— Try it —
Output all entries verbatim. Skip pictures.

— Excerpted records —

===

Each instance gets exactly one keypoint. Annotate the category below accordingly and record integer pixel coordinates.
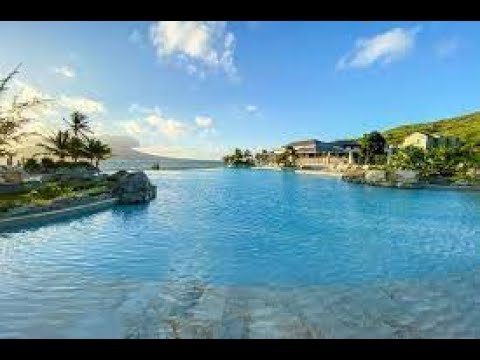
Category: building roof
(303, 142)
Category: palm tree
(13, 117)
(79, 124)
(96, 150)
(76, 148)
(57, 144)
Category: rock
(117, 176)
(405, 176)
(12, 176)
(132, 188)
(375, 176)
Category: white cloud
(387, 47)
(201, 152)
(446, 47)
(65, 71)
(196, 45)
(132, 128)
(252, 25)
(168, 127)
(135, 37)
(251, 109)
(204, 122)
(83, 104)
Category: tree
(238, 155)
(408, 158)
(372, 144)
(79, 124)
(96, 150)
(76, 148)
(13, 117)
(288, 158)
(57, 144)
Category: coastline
(95, 205)
(319, 172)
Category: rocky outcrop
(133, 188)
(375, 176)
(395, 178)
(405, 176)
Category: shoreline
(319, 172)
(95, 205)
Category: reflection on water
(248, 254)
(188, 308)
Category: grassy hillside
(466, 127)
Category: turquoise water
(224, 243)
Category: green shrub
(73, 165)
(31, 165)
(6, 205)
(47, 163)
(50, 191)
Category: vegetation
(48, 165)
(57, 144)
(465, 127)
(62, 145)
(13, 117)
(372, 147)
(288, 158)
(445, 162)
(95, 150)
(262, 157)
(79, 124)
(239, 158)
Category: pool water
(249, 253)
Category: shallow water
(239, 253)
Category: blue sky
(198, 89)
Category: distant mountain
(465, 127)
(123, 148)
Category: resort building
(430, 141)
(313, 152)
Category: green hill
(466, 127)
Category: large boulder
(133, 188)
(375, 176)
(406, 176)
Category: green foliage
(437, 162)
(465, 127)
(57, 144)
(372, 144)
(79, 124)
(239, 158)
(288, 158)
(32, 166)
(47, 163)
(96, 150)
(50, 191)
(13, 117)
(76, 148)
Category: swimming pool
(241, 253)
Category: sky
(198, 89)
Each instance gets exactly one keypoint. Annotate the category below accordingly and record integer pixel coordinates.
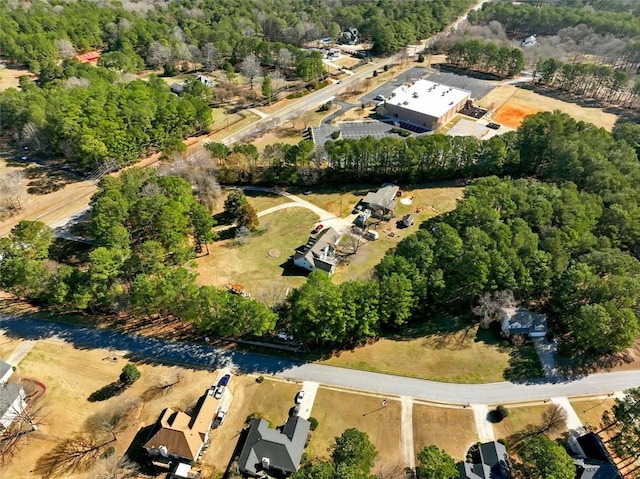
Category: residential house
(492, 462)
(319, 252)
(180, 436)
(522, 321)
(12, 403)
(6, 370)
(594, 462)
(273, 451)
(382, 202)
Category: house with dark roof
(272, 451)
(12, 403)
(319, 252)
(180, 436)
(381, 203)
(595, 461)
(522, 321)
(491, 462)
(6, 370)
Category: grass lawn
(71, 375)
(450, 354)
(453, 430)
(590, 410)
(337, 411)
(261, 262)
(522, 418)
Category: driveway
(207, 357)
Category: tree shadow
(107, 392)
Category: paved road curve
(156, 350)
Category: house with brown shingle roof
(178, 435)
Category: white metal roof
(428, 98)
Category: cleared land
(71, 375)
(522, 421)
(590, 411)
(449, 356)
(453, 430)
(261, 261)
(339, 410)
(512, 105)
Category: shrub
(501, 412)
(313, 423)
(130, 374)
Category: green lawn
(261, 262)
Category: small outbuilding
(274, 451)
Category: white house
(319, 253)
(12, 403)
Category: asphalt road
(207, 357)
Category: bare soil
(451, 429)
(512, 105)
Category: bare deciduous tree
(489, 306)
(65, 48)
(116, 468)
(158, 54)
(76, 454)
(25, 423)
(11, 191)
(250, 67)
(211, 57)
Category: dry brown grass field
(451, 429)
(71, 375)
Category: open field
(9, 76)
(590, 411)
(453, 430)
(337, 411)
(456, 355)
(512, 105)
(261, 262)
(7, 344)
(71, 375)
(521, 418)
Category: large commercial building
(426, 104)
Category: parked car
(217, 422)
(224, 380)
(219, 392)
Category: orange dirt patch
(513, 114)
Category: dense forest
(564, 236)
(157, 33)
(86, 115)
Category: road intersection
(208, 357)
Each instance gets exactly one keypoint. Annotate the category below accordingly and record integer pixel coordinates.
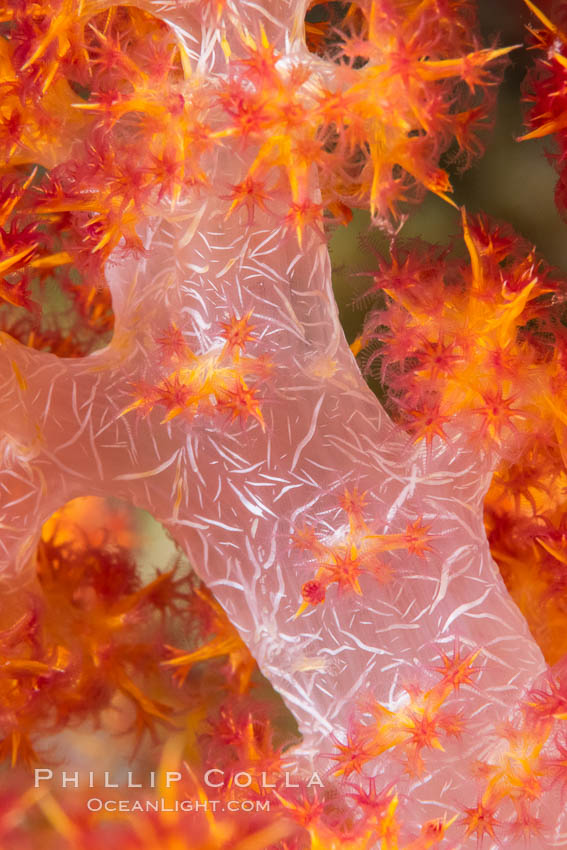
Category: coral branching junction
(169, 337)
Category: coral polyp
(170, 338)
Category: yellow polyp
(432, 70)
(172, 414)
(549, 127)
(22, 383)
(6, 265)
(476, 265)
(135, 404)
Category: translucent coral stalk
(234, 480)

===

— Response to this task —
Each instance gets exactly one keypoint. Annotate the category below accordingly and record integer pixel coordinates.
Category: building roof
(303, 142)
Category: palm tree
(13, 117)
(79, 124)
(96, 150)
(76, 148)
(57, 144)
Category: rock
(117, 176)
(405, 176)
(12, 176)
(132, 188)
(375, 176)
Category: white cloud
(387, 47)
(201, 152)
(446, 47)
(65, 71)
(196, 45)
(132, 128)
(252, 25)
(168, 127)
(135, 37)
(251, 109)
(204, 122)
(83, 104)
Category: tree
(238, 155)
(408, 158)
(372, 144)
(79, 124)
(96, 150)
(76, 148)
(13, 117)
(288, 158)
(57, 144)
Category: coastline
(95, 205)
(319, 172)
Category: rocky outcrop
(133, 188)
(375, 176)
(395, 178)
(405, 176)
Category: shoreline
(319, 172)
(95, 205)
Category: reflection on water
(248, 254)
(188, 308)
Category: grassy hillside
(466, 127)
Category: turquoise water
(224, 243)
Category: green shrub
(73, 165)
(31, 165)
(6, 205)
(47, 163)
(50, 191)
Category: vegetation
(48, 165)
(57, 144)
(465, 127)
(62, 145)
(13, 117)
(372, 147)
(288, 158)
(445, 162)
(95, 150)
(262, 157)
(79, 124)
(239, 158)
Category: pool water
(249, 253)
Category: shallow water
(239, 253)
Category: blue sky
(198, 89)
Category: distant mountain
(465, 127)
(123, 148)
Category: resort building
(430, 141)
(313, 152)
Category: green hill
(466, 127)
Category: large boulder
(133, 188)
(375, 176)
(406, 176)
Category: green foliage
(437, 162)
(465, 127)
(57, 144)
(372, 144)
(79, 124)
(239, 158)
(288, 158)
(32, 166)
(47, 163)
(96, 150)
(50, 191)
(13, 117)
(76, 148)
Category: swimming pool
(241, 253)
Category: sky
(198, 89)
Each instance gets exactly one keypoint. Annotate the category below accordingly and record integer pixel coordinates.
Category: residential house
(492, 462)
(319, 252)
(180, 436)
(522, 321)
(12, 403)
(6, 370)
(594, 462)
(273, 451)
(382, 202)
Category: house with dark roof
(272, 451)
(12, 403)
(319, 252)
(180, 436)
(381, 203)
(595, 461)
(522, 321)
(491, 462)
(6, 370)
Category: grass lawn
(71, 375)
(450, 354)
(453, 430)
(590, 410)
(337, 411)
(261, 262)
(522, 418)
Category: driveway
(207, 357)
Category: tree shadow
(107, 392)
Category: paved road curve
(156, 350)
Category: house with brown shingle roof
(178, 435)
Category: white metal roof
(428, 98)
Category: cleared land
(71, 375)
(522, 421)
(590, 411)
(449, 356)
(453, 430)
(261, 261)
(339, 410)
(512, 105)
Category: shrub
(501, 412)
(313, 423)
(130, 374)
Category: green lawn
(261, 262)
Category: small outbuilding
(274, 451)
Category: white house
(319, 253)
(12, 403)
Category: asphalt road
(207, 357)
Category: bare soil
(451, 429)
(512, 105)
Category: bare deciduous tree
(489, 306)
(65, 48)
(116, 468)
(158, 54)
(76, 454)
(25, 423)
(11, 191)
(250, 67)
(211, 57)
Category: dry brown grass field
(451, 429)
(71, 375)
Category: open field
(9, 76)
(590, 411)
(453, 430)
(337, 411)
(456, 355)
(512, 105)
(261, 262)
(7, 344)
(71, 375)
(521, 418)
Category: large commercial building
(426, 104)
Category: parked car
(217, 422)
(224, 380)
(219, 392)
Category: orange dirt patch
(513, 114)
Category: dense forest
(564, 236)
(157, 33)
(86, 115)
Category: road intersection
(208, 357)
Each instance gets exactly one keypoint. Annotate the category below accordingly and record integer pixel coordinates.
Category: coral branching junction
(169, 337)
Category: coral polyp
(170, 338)
Category: yellow polyp
(432, 70)
(172, 414)
(549, 127)
(22, 383)
(6, 265)
(476, 265)
(135, 404)
Category: translucent coral stalk
(234, 480)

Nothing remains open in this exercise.